▸ The problem
Copy verbatim the block of lines in the entries below whose first line contains "Place a point on each instance of the tan" and whose last line contains "Place a point on each instance of the woman in white". Leave out all other lines.
======== Records for processing ========
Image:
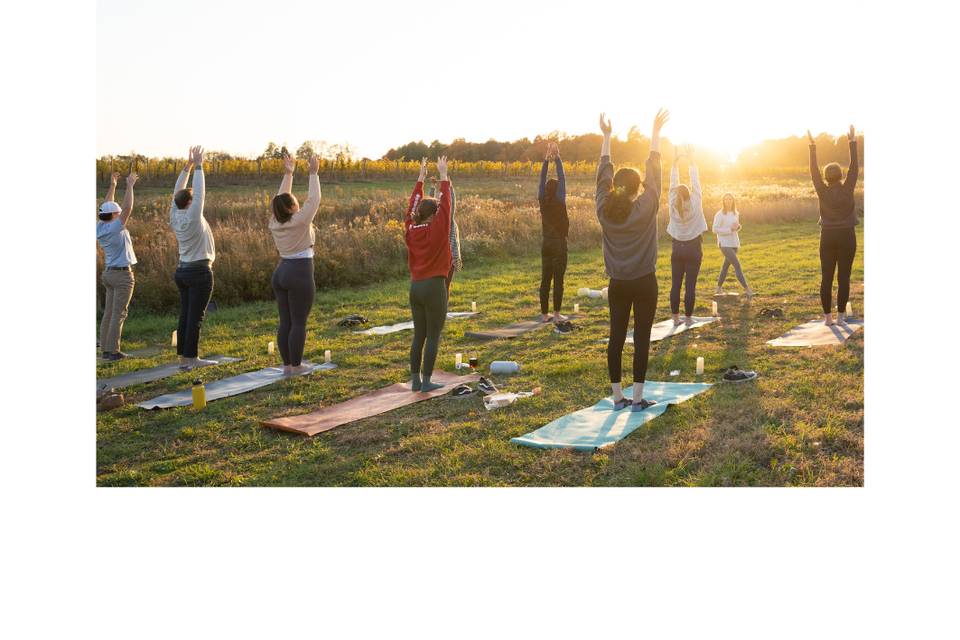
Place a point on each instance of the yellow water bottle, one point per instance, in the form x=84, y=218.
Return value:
x=199, y=395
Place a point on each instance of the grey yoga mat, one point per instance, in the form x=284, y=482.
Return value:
x=142, y=376
x=227, y=387
x=404, y=326
x=817, y=334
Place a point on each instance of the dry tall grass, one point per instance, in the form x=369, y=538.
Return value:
x=360, y=235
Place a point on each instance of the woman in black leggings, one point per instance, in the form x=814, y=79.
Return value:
x=552, y=198
x=427, y=236
x=293, y=285
x=628, y=220
x=838, y=221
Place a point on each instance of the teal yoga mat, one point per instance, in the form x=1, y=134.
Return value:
x=600, y=426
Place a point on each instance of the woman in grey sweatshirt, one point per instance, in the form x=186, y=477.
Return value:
x=628, y=219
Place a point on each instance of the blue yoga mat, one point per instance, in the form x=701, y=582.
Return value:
x=599, y=425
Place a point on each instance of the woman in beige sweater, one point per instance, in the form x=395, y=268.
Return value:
x=293, y=283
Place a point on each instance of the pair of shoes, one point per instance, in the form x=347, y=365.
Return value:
x=564, y=326
x=623, y=403
x=487, y=386
x=462, y=391
x=736, y=374
x=352, y=320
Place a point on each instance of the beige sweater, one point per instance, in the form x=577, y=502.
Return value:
x=297, y=234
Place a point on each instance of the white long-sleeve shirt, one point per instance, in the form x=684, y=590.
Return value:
x=295, y=237
x=194, y=238
x=723, y=224
x=694, y=224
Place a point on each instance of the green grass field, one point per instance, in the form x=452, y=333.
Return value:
x=800, y=423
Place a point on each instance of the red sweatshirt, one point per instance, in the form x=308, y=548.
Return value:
x=428, y=244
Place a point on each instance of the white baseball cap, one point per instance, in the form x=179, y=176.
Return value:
x=110, y=207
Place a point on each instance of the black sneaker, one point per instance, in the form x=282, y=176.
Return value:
x=564, y=326
x=736, y=374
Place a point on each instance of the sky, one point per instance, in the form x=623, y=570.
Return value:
x=233, y=76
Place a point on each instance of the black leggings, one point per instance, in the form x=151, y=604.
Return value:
x=641, y=295
x=685, y=261
x=837, y=249
x=553, y=256
x=195, y=282
x=428, y=302
x=294, y=287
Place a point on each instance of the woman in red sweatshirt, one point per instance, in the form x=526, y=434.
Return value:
x=427, y=234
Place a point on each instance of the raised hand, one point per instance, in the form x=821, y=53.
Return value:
x=661, y=119
x=605, y=127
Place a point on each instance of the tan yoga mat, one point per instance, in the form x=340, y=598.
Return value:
x=512, y=330
x=371, y=404
x=817, y=334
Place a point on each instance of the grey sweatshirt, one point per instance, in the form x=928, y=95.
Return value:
x=630, y=247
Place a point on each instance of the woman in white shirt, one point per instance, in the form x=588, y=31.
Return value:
x=726, y=224
x=293, y=283
x=194, y=274
x=687, y=226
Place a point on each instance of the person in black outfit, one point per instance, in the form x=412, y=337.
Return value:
x=552, y=197
x=838, y=221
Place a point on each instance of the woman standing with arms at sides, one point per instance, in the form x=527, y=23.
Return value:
x=292, y=281
x=686, y=227
x=455, y=250
x=118, y=261
x=726, y=224
x=427, y=235
x=552, y=197
x=838, y=221
x=194, y=275
x=628, y=220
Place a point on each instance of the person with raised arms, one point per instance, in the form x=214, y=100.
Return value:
x=628, y=221
x=686, y=227
x=456, y=251
x=552, y=198
x=726, y=226
x=118, y=260
x=293, y=281
x=427, y=236
x=838, y=221
x=194, y=274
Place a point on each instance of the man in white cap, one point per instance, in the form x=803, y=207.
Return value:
x=118, y=258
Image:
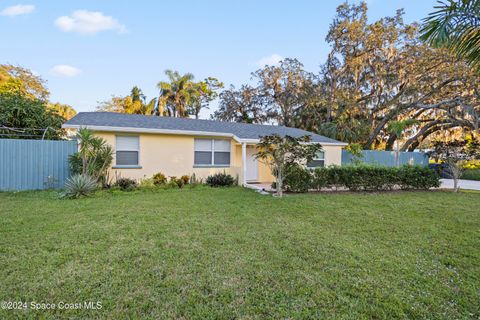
========
▸ Expected answer
Place a point on each instance of the tan yoga mat, one point per instance, in the form x=340, y=598.
Return value:
x=512, y=330
x=371, y=404
x=817, y=334
Place a point on each instance of the grey sweatshirt, one point per instance, in the form x=928, y=95.
Return value:
x=630, y=247
Place a point on each instance of the woman in white shirt, one point per instance, in the form x=588, y=31.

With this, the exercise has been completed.